### WHAT YOU HAVE TO DO
Continue the article on simulating building occupants' responses to active shooter incidents, starting after its final sentence.

### PASSAGE TO READ
== Segment start ==
MassMotion simulation setup of building occupants, shooter and environment
How do you visualize the unimaginable – and plan accordingly?
Active shooter incidents (ASI) provide a devastating example of the insufficiency of our survival instincts. In situations of threat, the prefrontal cortex — the part of the brain we use for executive decision-making) is inhibited — resulting in confusion and narrowing of perspective.
Here’s where simulation software can help, leveraging the lived experience of human beings to model multiple scenarios and response options. Technology alone is not enough; striking the right balance for a human-AI collaboration requires a research-based approach grounded in hard data.
From insight to simulation
With the support of an NSF Smart and Connected Communities Integrative Research Grant, a team of researchers at the USC Viterbi School of Engineering have developed an in-depth and innovative process for data-sourcing that can be channeled into simulation software such as the crowd-simulator, MassMotion.
The goal? To identify how people instinctively respond to active shooter incidents and fires; and to use the simulations both as training materials and models to inform the design of safer buildings and more effective emergency protocols.
“We recognized the need for a simulation tool which allows us to test the many variations in behavioral responses and building features, serving as a support mechanism for decision makers to evaluate different strategies,” said Burçin Becerik-Gerber, the principal investigator of the project and chair of the Sonny Astani Department of Civil and Environmental Engineering (CEE). “These simulation outputs typically take the form of 2D or 3D animations or rendered video clips, which can be used for analysis, presentation or training purposes.”
The team is collaborating with ARUP, the globally recognized engineering firm, and the developers of MassMotion. This collaboration is instrumental not only in ensuring technical rigor and realism in the simulation work, but also in bridging the gap between research and real-world applications.
“By leveraging a commercially available and industry-validated platform like MassMotion, our findings can be more readily adopted in practice, enabling immediate impact in design workflows, policy development and emergency preparedness planning,” said Becerik-Gerber. “We are deeply grateful for ARUP’s partnership, which brings critical insight and translational potential to this effort.”
Evolve and survive
The research builds upon previous USC initiatives related to emergency situations in the built environment, including creating virtual replicas of Keck Hospital of USC for interactive ASI-defense training.
While the new series of simulations aren’t designed for live user engagement — focusing instead on scenario modelling and output visualization — the process of data gathering is rooted in human lived experience. The EVOLVE (Elicitation and Verification of Learning via Experts) method was developed by the team to tap into the insights of expert stakeholders, including professionals from law enforcement, emergency management and building design.
“EVOLVE is a new tool we have created to access researchers’ toolkits,” said Gale Lucas, research associate professor at the USC Institute for Creative Technologies (ICT) and a specialist in the emotional nuances of human-computer interaction. “Using this recently validated method, researchers, including myself and my colleagues, can systematically elicit and capture stakeholder perspectives, priorities and lived experiences.”
== Segment end ==
### GIVEN INFORMATION
== Segment start ==
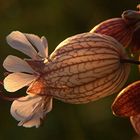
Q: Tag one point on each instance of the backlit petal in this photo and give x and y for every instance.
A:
(135, 121)
(31, 109)
(15, 64)
(16, 81)
(18, 41)
(37, 42)
(45, 42)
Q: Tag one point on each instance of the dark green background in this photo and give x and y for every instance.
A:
(57, 20)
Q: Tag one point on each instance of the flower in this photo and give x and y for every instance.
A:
(125, 29)
(31, 109)
(82, 68)
(127, 104)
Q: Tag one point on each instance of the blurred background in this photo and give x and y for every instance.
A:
(57, 20)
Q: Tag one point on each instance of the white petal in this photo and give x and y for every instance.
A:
(16, 64)
(139, 65)
(135, 121)
(18, 41)
(45, 42)
(16, 81)
(37, 42)
(31, 109)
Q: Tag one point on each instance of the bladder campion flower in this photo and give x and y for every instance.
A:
(125, 29)
(82, 68)
(29, 110)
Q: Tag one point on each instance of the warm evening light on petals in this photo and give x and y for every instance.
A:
(38, 43)
(16, 81)
(30, 110)
(18, 41)
(135, 121)
(16, 64)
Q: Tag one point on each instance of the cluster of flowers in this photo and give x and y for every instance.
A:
(123, 32)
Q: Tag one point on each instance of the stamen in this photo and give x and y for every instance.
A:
(2, 96)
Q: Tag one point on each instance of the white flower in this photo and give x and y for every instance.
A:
(31, 109)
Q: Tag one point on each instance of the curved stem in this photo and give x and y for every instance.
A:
(130, 61)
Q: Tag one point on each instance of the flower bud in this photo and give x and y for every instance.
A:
(86, 67)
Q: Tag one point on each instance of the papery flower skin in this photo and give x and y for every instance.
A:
(125, 29)
(86, 67)
(82, 68)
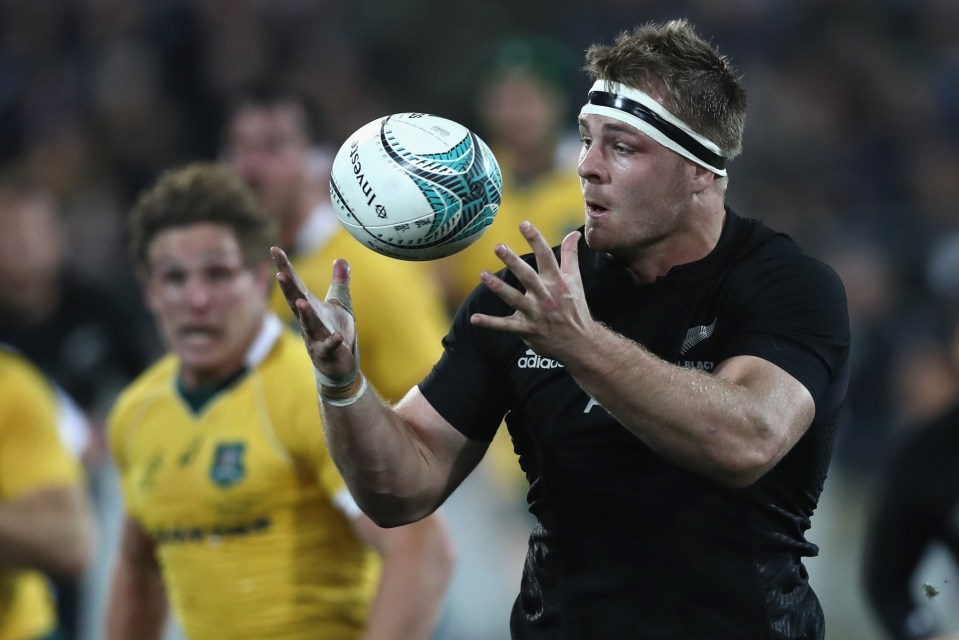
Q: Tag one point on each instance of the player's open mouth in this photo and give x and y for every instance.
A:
(595, 209)
(197, 334)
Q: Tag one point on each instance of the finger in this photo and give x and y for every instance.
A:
(283, 264)
(545, 259)
(569, 255)
(508, 294)
(340, 285)
(312, 325)
(525, 273)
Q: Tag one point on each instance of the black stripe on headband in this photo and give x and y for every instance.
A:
(668, 129)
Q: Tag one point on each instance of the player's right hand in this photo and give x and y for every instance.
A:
(327, 326)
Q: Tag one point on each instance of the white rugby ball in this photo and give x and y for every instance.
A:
(415, 186)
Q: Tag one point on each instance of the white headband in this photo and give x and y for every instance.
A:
(639, 110)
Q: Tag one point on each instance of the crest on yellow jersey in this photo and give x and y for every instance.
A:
(228, 468)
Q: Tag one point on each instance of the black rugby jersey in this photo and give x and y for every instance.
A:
(627, 544)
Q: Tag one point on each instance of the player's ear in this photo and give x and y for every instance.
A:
(265, 275)
(702, 178)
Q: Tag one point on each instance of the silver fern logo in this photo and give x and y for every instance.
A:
(696, 335)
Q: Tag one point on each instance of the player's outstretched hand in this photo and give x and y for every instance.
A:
(552, 315)
(327, 326)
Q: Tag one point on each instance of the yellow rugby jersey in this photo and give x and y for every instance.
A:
(400, 316)
(240, 498)
(32, 456)
(553, 203)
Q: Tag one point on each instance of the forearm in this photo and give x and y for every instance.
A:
(389, 470)
(700, 421)
(416, 571)
(138, 605)
(50, 530)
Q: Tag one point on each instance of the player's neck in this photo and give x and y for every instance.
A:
(682, 247)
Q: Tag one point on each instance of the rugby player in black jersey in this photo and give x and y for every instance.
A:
(916, 508)
(684, 370)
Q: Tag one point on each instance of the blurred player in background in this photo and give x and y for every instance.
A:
(89, 341)
(46, 524)
(916, 507)
(270, 144)
(522, 109)
(672, 377)
(236, 513)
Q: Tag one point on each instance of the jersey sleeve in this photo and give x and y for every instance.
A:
(466, 386)
(792, 312)
(117, 426)
(32, 454)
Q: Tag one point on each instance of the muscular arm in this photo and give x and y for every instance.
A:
(138, 605)
(417, 561)
(399, 462)
(731, 426)
(47, 529)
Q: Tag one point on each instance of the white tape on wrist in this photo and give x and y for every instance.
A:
(345, 402)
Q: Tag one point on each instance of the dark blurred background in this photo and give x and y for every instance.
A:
(852, 146)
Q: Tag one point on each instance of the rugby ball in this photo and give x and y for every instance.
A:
(415, 186)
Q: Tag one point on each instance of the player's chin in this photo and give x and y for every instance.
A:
(600, 237)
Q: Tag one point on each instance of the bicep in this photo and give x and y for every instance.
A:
(137, 547)
(450, 454)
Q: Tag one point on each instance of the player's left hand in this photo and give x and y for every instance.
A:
(327, 326)
(552, 316)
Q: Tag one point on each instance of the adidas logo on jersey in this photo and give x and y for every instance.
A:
(533, 360)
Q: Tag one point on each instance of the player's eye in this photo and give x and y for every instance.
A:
(173, 277)
(220, 273)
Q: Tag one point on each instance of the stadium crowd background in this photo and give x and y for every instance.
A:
(852, 146)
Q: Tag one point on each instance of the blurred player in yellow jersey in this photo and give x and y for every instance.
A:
(45, 520)
(270, 145)
(236, 515)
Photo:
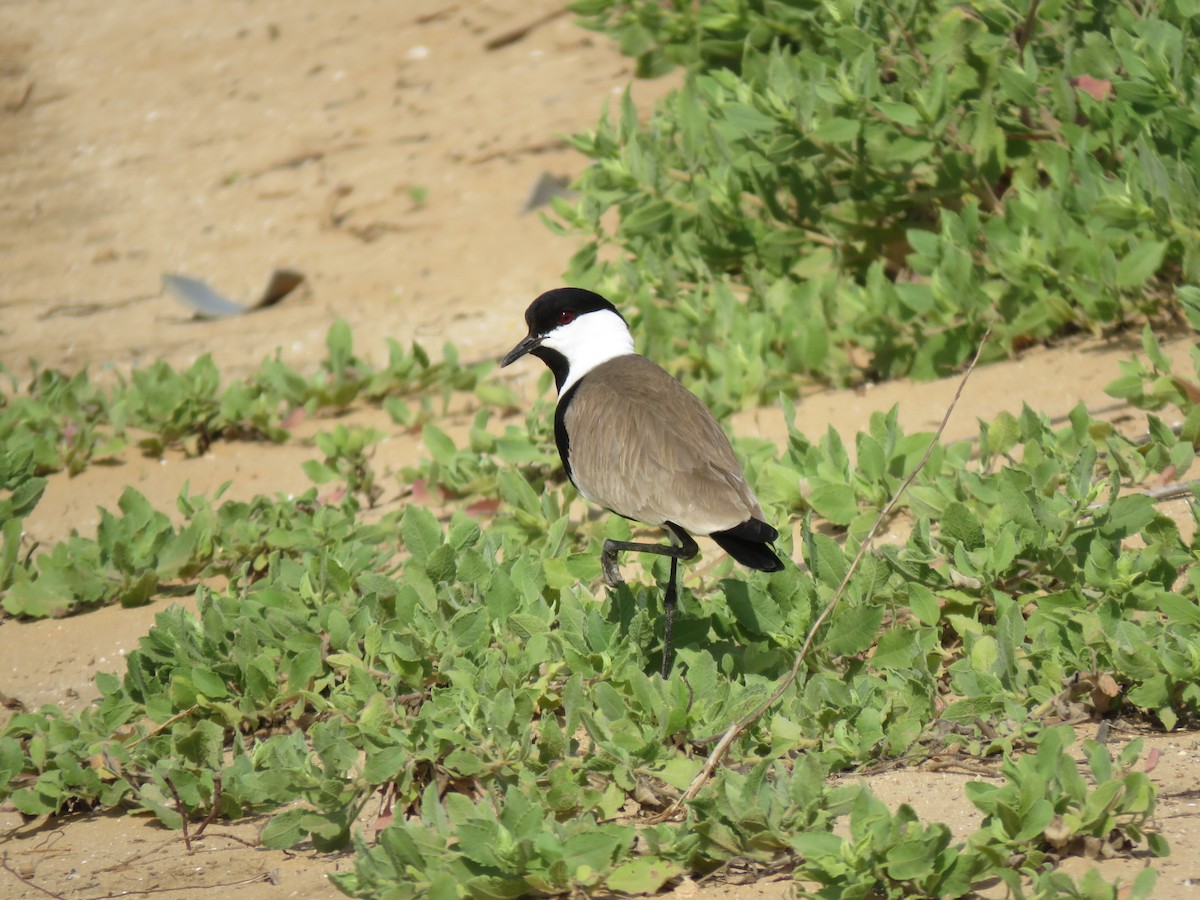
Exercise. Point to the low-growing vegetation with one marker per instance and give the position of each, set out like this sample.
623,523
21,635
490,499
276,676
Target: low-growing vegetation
471,677
837,192
858,190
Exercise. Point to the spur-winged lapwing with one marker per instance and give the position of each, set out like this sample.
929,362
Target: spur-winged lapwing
639,443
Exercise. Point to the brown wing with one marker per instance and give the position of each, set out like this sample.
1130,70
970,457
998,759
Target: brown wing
646,448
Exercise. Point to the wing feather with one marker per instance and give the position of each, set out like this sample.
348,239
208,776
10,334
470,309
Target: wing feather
646,448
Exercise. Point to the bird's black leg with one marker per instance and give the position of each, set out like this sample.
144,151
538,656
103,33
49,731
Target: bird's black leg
687,550
669,604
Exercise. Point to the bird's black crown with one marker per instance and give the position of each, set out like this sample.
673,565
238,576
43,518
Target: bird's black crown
543,315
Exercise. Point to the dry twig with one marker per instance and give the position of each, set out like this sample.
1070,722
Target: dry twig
737,729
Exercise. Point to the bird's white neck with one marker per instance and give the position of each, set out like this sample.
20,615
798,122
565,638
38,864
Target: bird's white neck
589,341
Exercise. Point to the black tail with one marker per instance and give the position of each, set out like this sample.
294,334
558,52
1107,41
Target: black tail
750,545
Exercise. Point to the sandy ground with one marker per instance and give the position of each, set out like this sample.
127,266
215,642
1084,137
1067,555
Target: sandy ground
385,150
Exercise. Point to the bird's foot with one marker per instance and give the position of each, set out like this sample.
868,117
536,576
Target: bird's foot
610,567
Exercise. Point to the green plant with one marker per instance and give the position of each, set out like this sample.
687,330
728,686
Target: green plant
861,193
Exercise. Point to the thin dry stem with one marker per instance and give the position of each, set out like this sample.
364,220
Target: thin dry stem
738,729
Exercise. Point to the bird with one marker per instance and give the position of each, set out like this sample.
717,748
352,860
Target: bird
634,441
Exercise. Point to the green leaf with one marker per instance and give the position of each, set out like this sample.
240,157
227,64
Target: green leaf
837,503
853,630
646,875
420,532
1140,263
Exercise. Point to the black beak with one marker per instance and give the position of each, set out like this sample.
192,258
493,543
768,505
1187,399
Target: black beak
531,343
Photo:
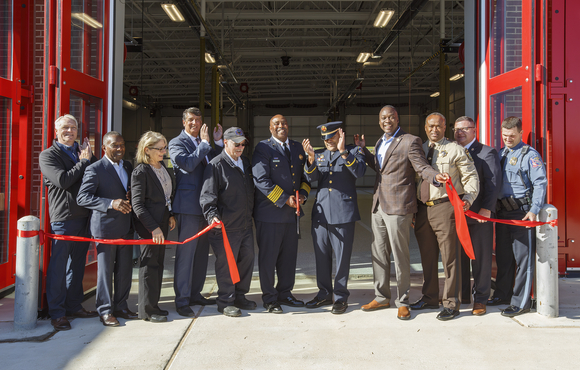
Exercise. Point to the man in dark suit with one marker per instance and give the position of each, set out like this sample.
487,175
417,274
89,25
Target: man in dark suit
== Segment end ==
### RESULT OF THIS TASK
Academic papers demonstrate a surprising lack of systematic empirical evidence detailing human behavior in response to ASIs. EVOLVE seeks to change that. Through structured activities such as tabletop exercises, timeline mapping, and scenario walkthroughs, the team gathered qualitative data on how participants perceive and respond to emergency situations, such as evacuation routes, decision points, bottlenecks and communication dynamics.
Over the course of two multi-day workshops of 18-20 participants, the team identified five categories of influencing factors: individual-related, building-related, situation-related, security-related and shooter-related factors. The network of factors is conditioned by six types of civilian responses: running following a crowd, hiding in place, running then hiding, running independently, freezing and fighting.
From information to simulation
While “running with a crowd” was the most common behavior (28%), a substantial share of civilians responded by hiding in place (26%) or freezing (12%) – passive responses often overlooked in planning and training exercises. Fighting, typically presented as a last resort, accounted for only 10% of observed behaviors.
These patterns highlight a crucial point: civilians often act based on limited information, instinct, and environmental cues, rather than formal protocols. Situational awareness is frequently compromised by unfamiliar architecture, stress, or conflicting signals.
This data was then applied to define the parameters and logic of the simulations, generating realistic crowd movement patterns and decision-making pathways. The result is a set of realistic scenarios that reflect community-informed conditions and challenges, grounding the simulations in real-world contexts and making them more useful for future planning and evaluation.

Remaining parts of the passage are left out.